- _TEXT FOR ANALYSIS_:

▼▼▼

Effect of EgPon the laying rate of Isa Brown hens. T-: Groups fed BD without EgP and no antibiotics, T+: BD without EgP but with antibiotics, T1: BD + 0.25% EgP and without antibiotics, T2: BD 0.5% EgP and without antibiotics, T3: BD+1% EgP without antibiotics.
Egg weight
Figure 2 shows the weight of eggs per treatment over the first 6 months of lay.
Effect of E. globulus leaves on Ew of Isa Brown hens. p: plus-value; a,b,c On the same month, the values assigned different letters are significantly different (p < 0.05). T-: Groups fed BD without EgP and no antibiotics, T+: BD without EgP but with antibiotics, T1: BD + 0.25% EgP and without antibiotics, T2: BD+ 0.5% EgP and without antibiotics, T3: BD+1% EgP without antibiotics; W: week.
The average Ews differed depending on treatment and laying period. From the 21st to the 24th week of lay, the average weight ranged from 36 to 55 gm in the negative control group and from 49.78 to 64.92 gm in the positive control group. The groups received 0.25%, 0.5% and 1% of EgP showed variations from 42.03 to 60.20 gm, 53.86 to 63.9 gm, and 47.82 to 65.11 gm, respectively. The overall average values of Ews over the 24th months of laying were respectively 46.76 ± 2.20 gm; 57.36 ± 1.86 gm; 52.71 ± 2.18 gm; 57.88 ± 1.55 gm; and 57.85 ± 2 gm of groups T-, T+, T1, T2, and T3. The Ews of T+, T2, and T3 were identical and statistically higher than those of T- and T1 groups (p < 0.05).
FI, FCR, and mortality rate
FI, FCR, and mortality rate (%M) for the different groups by phase are presented in Table 4. Hens that received 1% EgP (T3) had statistically lower FI, followed by the T2 and T1 groups in both laying phases (p < 0.05). FCR and mortality followed a similar trend; the T-group had the highest values, while the T+, T1, T2, and T3 groups were identical and statistically lower (p < 0.05).
Eggs’ internal and external physical quality
The different physical qualities of eggs stored in the ambient environment are presented per treatment and storage period in Tables 5 and 6.

▲▲▲

- _RECORDED INFORMATION_:

▼▼▼

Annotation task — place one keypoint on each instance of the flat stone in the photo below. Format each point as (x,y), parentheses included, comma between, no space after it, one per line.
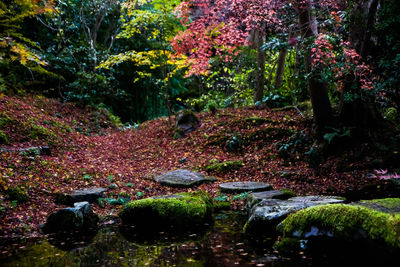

▲▲▲

- _TASK INSTRUCTIONS_:
[a] Answer these questions from the passage about Isa Brown hens:
(i) What percentage of EgP was given to the T3 group?
(ii) What range of average egg weight did the positive control group show from the 21st to the 24th week of lay?
(iii) Which group had the highest FCR and mortality values?
[b] Copy out the passage about Isa Brown hens word for word, from "Effect of E." up to and including "antibiotics; W: week.".
The lines have no part in the work on the passage about Isa Brown hens.

- _TASK-BY-TASK RESULTS_:
[a]
(i) 1%
(ii) 49.78 to 64.92 gm
(iii) The T- group

[b]
Effect of E. globulus leaves on Ew of Isa Brown hens. p: plus-value; a,b,c On the same month, the values assigned different letters are significantly different (p < 0.05). T-: Groups fed BD without EgP and no antibiotics, T+: BD without EgP but with antibiotics, T1: BD + 0.25% EgP and without antibiotics, T2: BD+ 0.5% EgP and without antibiotics, T3: BD+1% EgP without antibiotics; W: week.